— begin —
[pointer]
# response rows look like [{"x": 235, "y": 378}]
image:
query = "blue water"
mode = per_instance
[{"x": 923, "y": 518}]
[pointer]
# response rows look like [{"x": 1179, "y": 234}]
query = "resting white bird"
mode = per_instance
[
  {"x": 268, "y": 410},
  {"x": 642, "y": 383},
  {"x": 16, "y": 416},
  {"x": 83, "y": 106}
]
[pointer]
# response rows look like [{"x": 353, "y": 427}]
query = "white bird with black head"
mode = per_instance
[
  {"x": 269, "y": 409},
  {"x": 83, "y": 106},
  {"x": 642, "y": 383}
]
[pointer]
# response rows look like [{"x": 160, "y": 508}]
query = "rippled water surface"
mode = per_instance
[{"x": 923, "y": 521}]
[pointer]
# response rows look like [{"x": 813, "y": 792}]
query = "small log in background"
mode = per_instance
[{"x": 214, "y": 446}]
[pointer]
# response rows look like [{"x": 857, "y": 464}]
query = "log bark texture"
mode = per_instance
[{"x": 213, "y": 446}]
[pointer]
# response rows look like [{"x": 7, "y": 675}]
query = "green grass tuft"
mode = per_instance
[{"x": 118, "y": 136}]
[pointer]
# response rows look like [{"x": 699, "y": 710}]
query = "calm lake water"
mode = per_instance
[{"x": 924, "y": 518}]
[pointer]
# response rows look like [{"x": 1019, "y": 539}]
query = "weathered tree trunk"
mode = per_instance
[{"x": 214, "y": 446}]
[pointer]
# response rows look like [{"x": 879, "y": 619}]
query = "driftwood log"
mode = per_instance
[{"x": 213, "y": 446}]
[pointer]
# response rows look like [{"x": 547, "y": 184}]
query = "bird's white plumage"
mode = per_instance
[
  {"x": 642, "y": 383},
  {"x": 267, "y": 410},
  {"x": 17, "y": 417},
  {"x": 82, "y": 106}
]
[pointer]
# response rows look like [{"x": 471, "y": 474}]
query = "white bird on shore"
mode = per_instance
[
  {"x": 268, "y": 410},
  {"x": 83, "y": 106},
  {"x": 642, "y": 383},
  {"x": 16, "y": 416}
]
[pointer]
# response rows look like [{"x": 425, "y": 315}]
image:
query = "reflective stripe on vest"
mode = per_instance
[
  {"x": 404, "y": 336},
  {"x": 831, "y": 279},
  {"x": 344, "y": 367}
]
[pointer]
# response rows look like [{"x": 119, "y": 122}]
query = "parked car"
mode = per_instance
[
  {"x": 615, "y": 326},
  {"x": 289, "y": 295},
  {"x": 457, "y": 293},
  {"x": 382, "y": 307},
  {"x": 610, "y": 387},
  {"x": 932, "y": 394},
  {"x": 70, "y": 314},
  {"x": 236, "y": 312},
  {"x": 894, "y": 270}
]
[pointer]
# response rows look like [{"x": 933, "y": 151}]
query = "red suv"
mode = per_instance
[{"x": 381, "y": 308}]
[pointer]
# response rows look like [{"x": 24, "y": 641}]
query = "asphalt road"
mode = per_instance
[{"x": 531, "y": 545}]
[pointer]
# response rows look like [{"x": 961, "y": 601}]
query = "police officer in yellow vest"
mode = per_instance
— end —
# Given problem
Write an exact transcription of every entry above.

# Response to the exercise
[pointer]
# response rows look like [{"x": 235, "y": 378}]
image:
query = "blue water"
mode = per_instance
[{"x": 923, "y": 518}]
[pointer]
# response rows look like [{"x": 1179, "y": 234}]
query = "resting white bird"
mode = per_instance
[
  {"x": 268, "y": 410},
  {"x": 642, "y": 383},
  {"x": 16, "y": 416},
  {"x": 83, "y": 106}
]
[pointer]
# response rows look like [{"x": 353, "y": 427}]
query = "white bird with black head"
mode = per_instance
[
  {"x": 269, "y": 409},
  {"x": 83, "y": 106},
  {"x": 642, "y": 383}
]
[pointer]
# response rows look like [{"x": 160, "y": 508}]
query = "rippled water surface"
mode = per_instance
[{"x": 923, "y": 521}]
[pointer]
# response rows look like [{"x": 813, "y": 792}]
query = "small log in background"
mode = per_instance
[{"x": 214, "y": 446}]
[pointer]
# response rows look like [{"x": 857, "y": 464}]
query = "log bark texture"
mode = per_instance
[{"x": 213, "y": 446}]
[pointer]
# response rows look like [{"x": 7, "y": 675}]
query = "green grass tuft"
mode = per_instance
[{"x": 118, "y": 136}]
[pointer]
# response rows look like [{"x": 699, "y": 710}]
query = "calm lake water"
mode = per_instance
[{"x": 924, "y": 518}]
[pointer]
# response rows look like [{"x": 1019, "y": 539}]
query = "weathered tree trunk"
mode = per_instance
[{"x": 214, "y": 446}]
[pointer]
# response rows look like [{"x": 879, "y": 619}]
query = "driftwood log"
mode = per_instance
[{"x": 213, "y": 446}]
[pointer]
# response rows look like [{"x": 547, "y": 184}]
query = "bird's white plumage"
mode = per_instance
[
  {"x": 642, "y": 383},
  {"x": 267, "y": 410},
  {"x": 17, "y": 417},
  {"x": 82, "y": 106}
]
[pointer]
# response rows look like [{"x": 471, "y": 474}]
query = "white bird on shore"
mode = per_instance
[
  {"x": 268, "y": 410},
  {"x": 83, "y": 106},
  {"x": 642, "y": 383},
  {"x": 16, "y": 416}
]
[pointer]
# response rows look like [{"x": 425, "y": 315}]
image:
query = "reflective stripe on vest"
mode = per_instance
[
  {"x": 404, "y": 336},
  {"x": 831, "y": 279},
  {"x": 344, "y": 367}
]
[pointer]
# response rows look like [{"x": 119, "y": 122}]
query = "parked car"
mode = per_instance
[
  {"x": 615, "y": 326},
  {"x": 289, "y": 295},
  {"x": 457, "y": 293},
  {"x": 382, "y": 307},
  {"x": 610, "y": 387},
  {"x": 932, "y": 394},
  {"x": 70, "y": 314},
  {"x": 236, "y": 312},
  {"x": 894, "y": 270}
]
[pointer]
# response rows look like [{"x": 933, "y": 151}]
query = "red suv"
mode = per_instance
[{"x": 381, "y": 308}]
[pointer]
# response rows look like [{"x": 24, "y": 641}]
query = "asphalt road"
mode = per_instance
[{"x": 531, "y": 545}]
[pointer]
# response rows look like [{"x": 961, "y": 601}]
query = "police officer in yellow vest"
mode = per_instance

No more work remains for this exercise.